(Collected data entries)
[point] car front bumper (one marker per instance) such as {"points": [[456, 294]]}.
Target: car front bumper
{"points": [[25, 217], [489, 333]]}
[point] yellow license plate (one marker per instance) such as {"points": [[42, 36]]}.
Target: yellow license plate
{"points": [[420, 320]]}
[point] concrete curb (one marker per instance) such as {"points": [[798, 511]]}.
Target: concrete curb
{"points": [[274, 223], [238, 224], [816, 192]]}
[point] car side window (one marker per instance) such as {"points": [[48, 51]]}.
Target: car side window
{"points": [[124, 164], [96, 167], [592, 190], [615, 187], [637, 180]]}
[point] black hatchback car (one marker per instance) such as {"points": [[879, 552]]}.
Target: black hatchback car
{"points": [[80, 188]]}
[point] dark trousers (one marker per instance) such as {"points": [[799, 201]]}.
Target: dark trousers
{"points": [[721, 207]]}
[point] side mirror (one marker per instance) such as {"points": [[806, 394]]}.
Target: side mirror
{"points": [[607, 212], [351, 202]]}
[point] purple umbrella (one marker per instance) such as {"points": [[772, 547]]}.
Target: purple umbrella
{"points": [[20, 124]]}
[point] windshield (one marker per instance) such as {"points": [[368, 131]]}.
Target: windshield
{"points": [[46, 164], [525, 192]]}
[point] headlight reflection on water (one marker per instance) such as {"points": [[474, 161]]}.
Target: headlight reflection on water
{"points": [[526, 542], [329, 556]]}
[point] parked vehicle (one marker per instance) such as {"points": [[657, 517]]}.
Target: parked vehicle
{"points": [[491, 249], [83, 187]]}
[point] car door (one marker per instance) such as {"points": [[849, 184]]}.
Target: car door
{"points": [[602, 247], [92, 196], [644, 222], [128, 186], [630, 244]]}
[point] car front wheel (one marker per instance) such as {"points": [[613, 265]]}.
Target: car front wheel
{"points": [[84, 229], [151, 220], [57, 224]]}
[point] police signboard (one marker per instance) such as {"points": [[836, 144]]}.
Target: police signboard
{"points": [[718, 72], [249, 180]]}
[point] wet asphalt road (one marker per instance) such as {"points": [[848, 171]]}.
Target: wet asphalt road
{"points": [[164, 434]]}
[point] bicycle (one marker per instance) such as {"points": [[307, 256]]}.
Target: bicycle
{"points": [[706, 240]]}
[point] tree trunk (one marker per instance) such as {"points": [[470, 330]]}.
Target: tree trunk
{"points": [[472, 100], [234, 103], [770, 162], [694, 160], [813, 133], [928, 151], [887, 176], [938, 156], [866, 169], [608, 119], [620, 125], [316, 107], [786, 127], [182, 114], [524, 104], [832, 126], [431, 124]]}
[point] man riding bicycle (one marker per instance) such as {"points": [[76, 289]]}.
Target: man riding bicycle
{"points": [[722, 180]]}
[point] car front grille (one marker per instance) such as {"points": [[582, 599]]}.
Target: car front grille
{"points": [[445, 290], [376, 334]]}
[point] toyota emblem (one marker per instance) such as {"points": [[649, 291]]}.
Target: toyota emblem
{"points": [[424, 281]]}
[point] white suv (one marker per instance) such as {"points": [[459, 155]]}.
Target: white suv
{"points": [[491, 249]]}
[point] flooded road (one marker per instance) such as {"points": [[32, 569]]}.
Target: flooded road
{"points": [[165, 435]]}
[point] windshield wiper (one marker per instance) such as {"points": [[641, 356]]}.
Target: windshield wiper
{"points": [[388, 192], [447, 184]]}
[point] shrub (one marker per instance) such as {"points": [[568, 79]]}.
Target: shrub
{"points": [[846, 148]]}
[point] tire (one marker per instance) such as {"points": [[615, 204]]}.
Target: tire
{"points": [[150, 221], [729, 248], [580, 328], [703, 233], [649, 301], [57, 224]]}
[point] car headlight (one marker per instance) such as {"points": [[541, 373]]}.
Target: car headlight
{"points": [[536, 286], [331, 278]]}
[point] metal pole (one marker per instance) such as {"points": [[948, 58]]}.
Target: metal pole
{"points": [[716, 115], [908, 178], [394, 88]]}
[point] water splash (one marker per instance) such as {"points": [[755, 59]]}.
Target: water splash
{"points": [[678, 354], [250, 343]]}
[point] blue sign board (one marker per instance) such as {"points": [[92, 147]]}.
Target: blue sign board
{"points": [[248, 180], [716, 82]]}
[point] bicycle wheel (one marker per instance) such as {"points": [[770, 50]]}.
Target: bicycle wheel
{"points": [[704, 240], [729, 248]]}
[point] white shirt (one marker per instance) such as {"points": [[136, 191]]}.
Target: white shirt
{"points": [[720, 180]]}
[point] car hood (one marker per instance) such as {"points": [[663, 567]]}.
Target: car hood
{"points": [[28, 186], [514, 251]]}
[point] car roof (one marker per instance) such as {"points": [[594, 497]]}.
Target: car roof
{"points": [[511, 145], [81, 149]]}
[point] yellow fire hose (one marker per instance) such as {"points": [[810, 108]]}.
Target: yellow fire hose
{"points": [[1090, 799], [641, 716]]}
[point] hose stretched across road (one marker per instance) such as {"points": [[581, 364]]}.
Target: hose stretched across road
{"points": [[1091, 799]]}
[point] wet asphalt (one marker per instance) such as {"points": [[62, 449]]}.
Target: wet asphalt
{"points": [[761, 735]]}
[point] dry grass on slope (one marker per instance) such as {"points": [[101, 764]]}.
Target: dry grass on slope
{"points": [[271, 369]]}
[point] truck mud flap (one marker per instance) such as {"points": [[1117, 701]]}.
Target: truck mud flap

Problem: Convert every line of the data above into a numbered list, omitting blank lines.

Answer to the problem:
1. [point] car front bumper (one marker per instance) such as {"points": [[456, 294]]}.
2. Target: car front bumper
3. {"points": [[25, 217], [489, 333]]}
4. [point] yellow license plate (one marker per instance) such as {"points": [[42, 36]]}.
5. Target: yellow license plate
6. {"points": [[420, 320]]}
7. [point] concrete curb (one marker per instance) such as {"points": [[798, 511]]}.
8. Target: concrete curb
9. {"points": [[274, 223], [238, 224], [816, 192]]}
10. [point] car side window (one marker per instance) such as {"points": [[48, 51]]}.
11. Target: car side window
12. {"points": [[124, 164], [96, 167], [592, 190], [615, 187], [637, 180]]}
13. [point] black hatchback car (one marker per instance) such as {"points": [[879, 552]]}.
14. Target: black hatchback car
15. {"points": [[80, 188]]}
16. [point] dark trousers (one marker per instance) such as {"points": [[799, 201]]}.
17. Target: dark trousers
18. {"points": [[721, 207]]}
19. [point] side mirror (one marker per instance) such as {"points": [[806, 394]]}.
20. Target: side mirror
21. {"points": [[607, 212], [351, 202]]}
22. [point] purple umbrella (one marker per instance) such as {"points": [[772, 547]]}.
23. Target: purple umbrella
24. {"points": [[20, 124]]}
25. [point] windshield (one marker per instance) such as {"points": [[368, 131]]}.
26. Target: windshield
27. {"points": [[46, 164], [525, 192]]}
28. [point] headlight reflection on water (one marker per instance) such as {"points": [[474, 161]]}.
29. Target: headlight reflection on water
30. {"points": [[526, 542], [329, 556]]}
31. [point] parked vehicle (one marker per instance) such as {"points": [[657, 517]]}.
32. Target: parked vehicle
33. {"points": [[491, 249], [83, 187]]}
34. [point] car door (one marker per instance) such as {"points": [[849, 184]]}.
35. Target: car door
36. {"points": [[602, 247], [92, 196], [644, 222], [128, 186], [630, 244]]}
37. [point] car front wheel (one marker per instance) such as {"points": [[613, 265]]}.
38. Target: car front wheel
39. {"points": [[84, 229], [151, 220], [57, 224]]}
40. [point] police signboard (one marker per instance) such as {"points": [[836, 144]]}.
41. Target: police signboard
42. {"points": [[718, 72], [249, 180]]}
43. [point] wet asphalt road (one marker per instance) such as {"points": [[848, 171]]}.
44. Target: wet asphalt road
45. {"points": [[164, 434]]}
46. [point] bicycle (one marker per instance) such as {"points": [[307, 256]]}.
47. Target: bicycle
48. {"points": [[706, 240]]}
49. [point] tree trunk (one marker per instance) such as {"points": [[470, 330]]}.
50. Target: tree trunk
51. {"points": [[472, 100], [234, 103], [770, 162], [694, 160], [813, 133], [928, 151], [887, 176], [938, 156], [866, 169], [608, 119], [620, 125], [316, 107], [786, 127], [182, 114], [524, 104], [832, 126], [431, 124]]}
52. [point] man riding bicycle (one marker per instance) such as {"points": [[76, 289]]}.
53. Target: man riding bicycle
54. {"points": [[722, 180]]}
55. [point] car front grille (one marker per instance) such as {"points": [[582, 599]]}.
56. Target: car front grille
57. {"points": [[445, 290], [376, 334]]}
58. [point] toyota emblem (one marker per instance) such as {"points": [[649, 291]]}.
59. Target: toyota emblem
60. {"points": [[424, 281]]}
61. [point] white suv (one marker per instance) such as {"points": [[459, 155]]}.
62. Target: white suv
63. {"points": [[491, 249]]}
64. [point] flooded road (one marker per instance) such as {"points": [[32, 569]]}.
65. Target: flooded road
66. {"points": [[165, 435]]}
67. [point] windshield wiper (one marker per instance) such as {"points": [[641, 356]]}.
68. Target: windshield wiper
69. {"points": [[388, 192], [447, 184]]}
70. [point] shrub (one marker per instance) such as {"points": [[568, 79]]}.
71. Target: shrub
72. {"points": [[846, 148]]}
73. [point] tire (one marker per instance) such as {"points": [[615, 204]]}.
74. Target: tire
75. {"points": [[150, 221], [729, 248], [580, 328], [703, 233], [649, 301], [57, 224]]}
76. [point] car headlight (one marker per instance) such as {"points": [[541, 373]]}.
77. Target: car headlight
78. {"points": [[536, 286], [331, 278]]}
79. [point] metal pole (one marker per instance) such as {"points": [[948, 58]]}.
80. Target: metal pole
81. {"points": [[716, 115], [908, 178], [394, 88]]}
82. [point] water splash (one marker per instance) such as {"points": [[755, 59]]}.
83. Target: water splash
84. {"points": [[678, 354], [250, 343]]}
85. [point] blue sign board (one marker per instance) such as {"points": [[92, 147]]}.
86. Target: blue sign board
87. {"points": [[248, 180], [716, 82]]}
88. [point] bicycle wheel (one marker per instance) such as {"points": [[770, 50]]}.
89. Target: bicycle wheel
90. {"points": [[704, 240], [729, 248]]}
91. [point] white shirt (one marker per instance) such as {"points": [[136, 191]]}.
92. Target: white shirt
93. {"points": [[720, 180]]}
94. [point] car hood (one marker per instance) such as {"points": [[663, 567]]}.
95. Target: car hood
96. {"points": [[28, 186], [514, 251]]}
97. [point] car roof (one marker per instance) such as {"points": [[594, 497]]}.
98. Target: car roof
99. {"points": [[511, 145], [81, 149]]}
100. [point] yellow fire hose (one marker per instance) such as {"points": [[810, 108]]}.
101. Target: yellow fire hose
102. {"points": [[1090, 799], [641, 716]]}
103. [point] hose stretched across road (one marker per instance) such as {"points": [[581, 364]]}.
104. Target: hose stretched across road
105. {"points": [[1091, 799]]}
106. [point] wet asphalt (one marker per instance) such as {"points": [[62, 449]]}.
107. Target: wet asphalt
108. {"points": [[761, 735]]}
109. [point] dry grass on slope (one marker per instance) such as {"points": [[101, 764]]}.
110. Target: dry grass on slope
111. {"points": [[271, 369]]}
112. [point] truck mud flap (one marker per instance) such as {"points": [[1117, 701]]}.
113. Target: truck mud flap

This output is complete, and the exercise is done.